Dies ist der Start zu einer Serie von Posts zu Digitalität und (Umwelt-)Bildung, ein Aufruf zur Diskussion darüber, eine Einladung zur SILVIVA Erfa-Tagung (oder ans erste SILVIVA BarCamp) und eine Erklärung, warum ich "Digitalität" statt einem anderen Buzzword verwende.
Die Diskussion um NUB und Digitalität ist aktuell
Während den Schulschliessungen in der Coronakrise erlebten die digitalen Kommunikationsformen ein Hoch. Viele Schulen verlegten in kürzester Zeit ihre Lehr- und Lernaktivitäten ins Netz. Das musste schnell gehen und häufig ging es vorerst auch einigermassen reibungslos – die Not machte erfinderisch und setzte erstaunliche Ressourcen frei. Ob und wieviel gute Bildung dabei übriggeblieben (oder entstanden) ist, gilt es noch zu evaluieren. Und dann daraus zu lernen. (Erste Erkenntnisse hat die PH Zürich basierend auf ihrer Beratungstätigkeit zusammengetragen).

== Ziel ==
Stimmen diese drei Aussagen mit dem Beitrag zu Digitalität und Bildung überein? Beantworte jede mit Ja oder Nein und zitiere wörtlich die Worte des Beitrags, die den Ausschlag geben.
1. Viele Schulen verlegten ihren Unterricht während der Schulschliessungen ins Netz.
2. Es ist bereits ausgewertet, wie viel gute Bildung dabei übriggeblieben ist.
3. Die PH Zürich hat erste Erkenntnisse zusammengetragen.

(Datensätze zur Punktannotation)
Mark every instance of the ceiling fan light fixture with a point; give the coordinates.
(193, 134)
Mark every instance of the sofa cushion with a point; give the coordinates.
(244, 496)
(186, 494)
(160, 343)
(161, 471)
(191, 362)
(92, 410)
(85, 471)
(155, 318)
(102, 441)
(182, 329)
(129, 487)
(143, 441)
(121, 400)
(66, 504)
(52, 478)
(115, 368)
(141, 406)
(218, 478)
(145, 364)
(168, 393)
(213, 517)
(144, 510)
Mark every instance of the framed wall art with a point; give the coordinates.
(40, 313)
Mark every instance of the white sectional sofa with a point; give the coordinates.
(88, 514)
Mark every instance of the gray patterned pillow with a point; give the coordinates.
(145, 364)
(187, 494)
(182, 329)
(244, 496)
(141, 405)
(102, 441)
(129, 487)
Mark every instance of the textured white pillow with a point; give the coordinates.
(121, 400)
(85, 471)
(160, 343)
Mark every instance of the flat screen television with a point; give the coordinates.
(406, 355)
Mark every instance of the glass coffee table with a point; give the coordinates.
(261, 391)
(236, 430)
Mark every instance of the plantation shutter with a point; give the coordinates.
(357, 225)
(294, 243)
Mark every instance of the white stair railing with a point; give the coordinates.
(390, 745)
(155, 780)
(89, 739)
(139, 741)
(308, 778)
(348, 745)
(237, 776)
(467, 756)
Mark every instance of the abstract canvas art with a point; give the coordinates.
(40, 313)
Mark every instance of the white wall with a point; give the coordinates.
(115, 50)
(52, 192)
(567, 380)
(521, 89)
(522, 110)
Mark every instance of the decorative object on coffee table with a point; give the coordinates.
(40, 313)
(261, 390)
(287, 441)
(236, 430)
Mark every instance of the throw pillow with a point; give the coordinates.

== Endgültige Antwort ==
1. Ja: „Viele Schulen verlegten in kürzester Zeit ihre Lehr- und Lernaktivitäten ins Netz.“
2. Nein: „Ob und wieviel gute Bildung dabei übriggeblieben (oder entstanden) ist, gilt es noch zu evaluieren.“
3. Ja: „Erste Erkenntnisse hat die PH Zürich basierend auf ihrer Beratungstätigkeit zusammengetragen“